Dataset entries »
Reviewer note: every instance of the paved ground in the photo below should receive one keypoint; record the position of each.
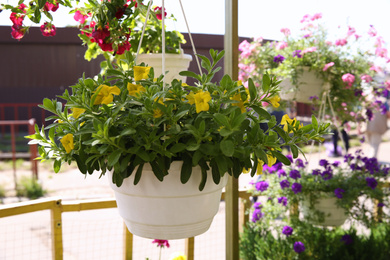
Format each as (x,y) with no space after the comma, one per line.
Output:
(98,234)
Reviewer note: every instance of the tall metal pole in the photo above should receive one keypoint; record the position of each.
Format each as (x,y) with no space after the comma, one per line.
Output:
(231,68)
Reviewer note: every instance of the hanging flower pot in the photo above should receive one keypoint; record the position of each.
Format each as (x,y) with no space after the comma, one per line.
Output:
(174,63)
(308,85)
(168,209)
(324,212)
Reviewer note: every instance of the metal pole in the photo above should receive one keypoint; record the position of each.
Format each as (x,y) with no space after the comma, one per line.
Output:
(231,68)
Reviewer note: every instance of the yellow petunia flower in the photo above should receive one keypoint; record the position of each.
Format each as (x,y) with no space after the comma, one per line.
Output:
(134,89)
(271,160)
(201,101)
(275,101)
(260,164)
(67,142)
(240,104)
(77,112)
(141,72)
(191,98)
(157,113)
(105,94)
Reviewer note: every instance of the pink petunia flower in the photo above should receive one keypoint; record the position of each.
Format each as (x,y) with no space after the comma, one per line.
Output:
(366,78)
(328,65)
(348,78)
(285,31)
(341,42)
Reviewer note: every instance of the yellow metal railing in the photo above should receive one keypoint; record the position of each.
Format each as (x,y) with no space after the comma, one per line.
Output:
(57,207)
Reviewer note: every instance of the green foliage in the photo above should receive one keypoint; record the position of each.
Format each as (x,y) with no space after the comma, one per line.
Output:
(313,49)
(30,188)
(268,243)
(210,125)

Exercise directions » Your copy should hold each line above exactly and no pictures at all.

Solution to the exercise »
Reviewer note: every instance of the paved ground in the photo below should receive one keypoint; record the position of each.
Format each as (x,y) with no space after the comma, one per line.
Output:
(98,234)
Reviewer note: every instance of the tall metal pole in the photo above should receive one keypoint; record the position of each.
Format each as (x,y) with no space after the comma, one per line.
Output:
(231,68)
Reviewer note: every instance of the hanging flower pot in the photo above should receive one keypoint; record the position of each.
Format each as (x,y) with no space after the comma, one per line.
Output:
(174,63)
(308,85)
(168,209)
(324,212)
Reviewer note: every instance of the metal pole in the photo above should receive one keypoint; record the position of each.
Format each as (x,y) with no space after the comma, one per line.
Output:
(231,68)
Reviewer note: every instance of the yellow petunia flower in the photo above should receive one keypoint; record the position of each.
Format each as (x,y) with no space after the comma, one per line.
Output:
(134,89)
(271,160)
(201,101)
(275,101)
(260,164)
(67,142)
(240,104)
(77,112)
(141,72)
(191,98)
(157,113)
(105,94)
Reviewer note: every instance of the pink petunia flower in the photo above should receive one keypoint; record the position of each.
Format each as (x,y) with no space after the comma, one per line.
Output:
(366,78)
(328,65)
(348,78)
(285,31)
(341,42)
Reviewer note: every instance of the yellow metal railing in the photo above should receive one keypoint; record the position of each.
Format each as (x,y) with no space after the comma, one per line.
Output:
(57,207)
Reviewer note: every instance of the green foliage in the photo above should receive one keypoint; record the position of each.
Format each as (x,y) with no space after the comma, one per line.
Output:
(313,49)
(30,188)
(268,243)
(210,125)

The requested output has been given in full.